• TEXTE À LIRE
_ _ _

J'ai personnellement invité le porte-parole du front commun
à communiquer avec moi s'il désirait fixer une séance de
négociation et je dois dire que, depuis le 20 avril à 2 heures et
demie du matin, je n'ai eu aucune communication du porte-parole du front commun
à cet effet.
M. le Président, c'est le déroulement des
négociations tel que vu, évidemment du côté patronal
et je vous remercie de votre patience. J'espère que c'est complet, du
moins je le pense.
M. LE PRESIDENT: Merci beaucoup, M. Langlois. Le député de
Dubuc.
M. BOIVIN: Merci, M. Langlois de nous avoir fait un tel exposé.
J'aurais une question à poser avant de dire ce que je pense de votre
élaboration, c'est-à-dire ce qu'on a élaboré depuis
le commencement de la commission.
La remise des papiers via la commission de la fonction publique a-t-elle
apporté quelque chose au comité de négociation? Il y a eu
un échange de briques, de tous les papiers. Avez-vous trouvé dans
les papiers qui vous ont été remis par les syndicats quelque
chose de nouveau?
M. LANGLOIS: Absolument rien de nouveau quant à moi.
M. BOIVIN: Cela a été la même chose qui s'est
présentée aux tables de négociation?
M. LANGLOIS: Oui.
M. VEILLEUX: Vous parlez de la brique à la commission en haut
ici?
M. BOIVIN: Ce qui a été présenté via la
commission n'a rien apporté ni fait avancer par ces écrits?
M. LANGLOIS: Exact.
M. L'ALLIER: II n'y a aucun document là-dedans qui nous a permis
de croire qu'à un moment ou l'autre on avait mal
interprété telle position syndicale ou qui comportait des choses
qui n'avaient pas été dites à la table de
négociation ou échangées par documents à la table
de négociation.
M. BOIVIN: Je dois apporter des félicitations à tous ceux
qui se sont présentés aux tables, de la façon qu'ils ont
préparé la négociation. Évidemment, les absents ont
toujours tort. Si la partie syndicale était ici, peut-être
aurions-nous des questions à lui poser. On a tort d'être absent.
Evidemment ç'a été préparé comme toutes les
autres négociations par des fonctionnaires, par des gens
spécialisés, ç'a été présenté,
à mon sens, de façon magistrale à la table de
négociation pour ce qu'on en sait et si on croit tout ce que vous nous
avez dit et tout ce qu'on a entendu encore hier soir, c'était une
proposition sérieuse. Quand on sait que la masse salariale n'est pas
négociable, c'est bien clair que le gouvernement doit juger du montant
mis en cause et il y a une répartition qui doit se faire. Bien sûr
non pas uniquement à un côté de la table mais par les deux
parties, je ne blâmerais pas le gouvernement d'abandonner cette
répartition sans que la table patronale ne puisse dire son mot.

_ _ _

• CONSIGNE A
D'après le compte rendu, depuis quel moment M. Langlois n'a-t-il reçu aucune communication du porte-parole du front commun ?
• CONSIGNE B
Transcrivez fidèlement le passage du compte rendu qui débute aux mots « M. BOIVIN: Ce qui » et se termine après les mots « de négociation. ».
Le matériel qui suit provient d'une autre source.

_ _ _

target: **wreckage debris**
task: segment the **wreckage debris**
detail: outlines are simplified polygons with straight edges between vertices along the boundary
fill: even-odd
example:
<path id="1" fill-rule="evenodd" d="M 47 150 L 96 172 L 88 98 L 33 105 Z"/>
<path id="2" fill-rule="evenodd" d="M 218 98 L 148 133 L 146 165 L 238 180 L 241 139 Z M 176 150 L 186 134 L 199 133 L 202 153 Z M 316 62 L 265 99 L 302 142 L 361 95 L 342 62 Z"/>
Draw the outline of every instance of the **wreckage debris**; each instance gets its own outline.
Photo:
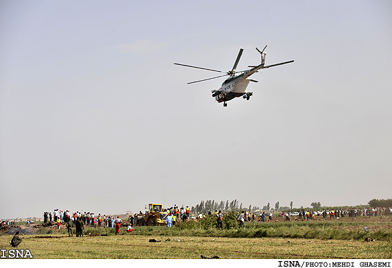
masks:
<path id="1" fill-rule="evenodd" d="M 219 257 L 218 257 L 217 256 L 213 256 L 212 257 L 207 257 L 207 256 L 205 256 L 200 255 L 200 256 L 201 257 L 202 259 L 218 259 L 219 258 Z"/>
<path id="2" fill-rule="evenodd" d="M 374 239 L 371 239 L 371 238 L 366 238 L 365 242 L 374 242 L 375 241 Z"/>

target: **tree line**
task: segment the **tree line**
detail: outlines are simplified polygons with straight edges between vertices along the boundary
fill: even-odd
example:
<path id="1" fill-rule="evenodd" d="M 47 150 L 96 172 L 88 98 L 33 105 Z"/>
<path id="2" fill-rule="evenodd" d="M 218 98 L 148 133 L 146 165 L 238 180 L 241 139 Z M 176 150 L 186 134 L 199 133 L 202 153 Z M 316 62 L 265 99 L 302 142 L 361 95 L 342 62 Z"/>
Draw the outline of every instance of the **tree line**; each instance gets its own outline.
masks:
<path id="1" fill-rule="evenodd" d="M 310 204 L 310 206 L 312 207 L 312 208 L 304 208 L 304 207 L 301 207 L 301 208 L 299 209 L 295 209 L 293 208 L 293 202 L 292 201 L 291 201 L 290 202 L 290 207 L 280 207 L 279 205 L 279 202 L 277 202 L 275 203 L 275 207 L 274 209 L 274 208 L 271 207 L 270 205 L 270 203 L 268 203 L 266 206 L 264 206 L 263 207 L 263 211 L 297 211 L 298 209 L 302 210 L 302 209 L 305 209 L 305 210 L 308 210 L 308 209 L 317 209 L 317 210 L 320 210 L 320 209 L 348 209 L 348 208 L 361 208 L 363 207 L 392 207 L 392 199 L 373 199 L 371 200 L 370 200 L 368 202 L 368 205 L 357 205 L 357 206 L 338 206 L 338 207 L 324 207 L 324 206 L 321 206 L 321 204 L 320 204 L 319 202 L 313 202 Z M 232 200 L 232 202 L 229 202 L 229 200 L 227 200 L 226 202 L 225 201 L 221 201 L 219 202 L 218 202 L 217 201 L 215 200 L 207 200 L 207 201 L 204 201 L 202 200 L 200 201 L 200 204 L 198 204 L 196 205 L 196 207 L 192 207 L 191 208 L 191 212 L 193 213 L 208 213 L 208 211 L 215 211 L 216 210 L 221 210 L 221 211 L 241 211 L 242 210 L 245 210 L 248 211 L 255 211 L 256 210 L 260 210 L 260 208 L 259 207 L 256 206 L 252 206 L 252 205 L 249 205 L 249 207 L 243 207 L 242 203 L 240 203 L 236 199 L 234 200 Z"/>
<path id="2" fill-rule="evenodd" d="M 252 207 L 252 205 L 250 205 L 249 207 L 246 208 L 243 207 L 242 203 L 239 203 L 239 202 L 236 199 L 230 202 L 229 202 L 229 200 L 227 200 L 226 202 L 221 201 L 220 202 L 215 200 L 201 200 L 200 204 L 198 204 L 196 207 L 192 207 L 191 208 L 191 211 L 194 213 L 207 213 L 210 210 L 212 211 L 215 211 L 216 210 L 239 211 L 241 210 L 255 211 L 257 209 L 260 209 L 260 208 L 258 207 Z"/>
<path id="3" fill-rule="evenodd" d="M 392 207 L 392 199 L 372 199 L 368 204 L 371 207 Z"/>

_ _ _

• RÉPONSE A
Depuis le 20 avril à 2 heures et demie du matin.

• RÉPONSE B
M. BOIVIN: Ce qui a été présenté via la
commission n'a rien apporté ni fait avancer par ces écrits?
M. LANGLOIS: Exact.
M. L'ALLIER: II n'y a aucun document là-dedans qui nous a permis
de croire qu'à un moment ou l'autre on avait mal
interprété telle position syndicale ou qui comportait des choses
qui n'avaient pas été dites à la table de
négociation ou échangées par documents à la table
de négociation.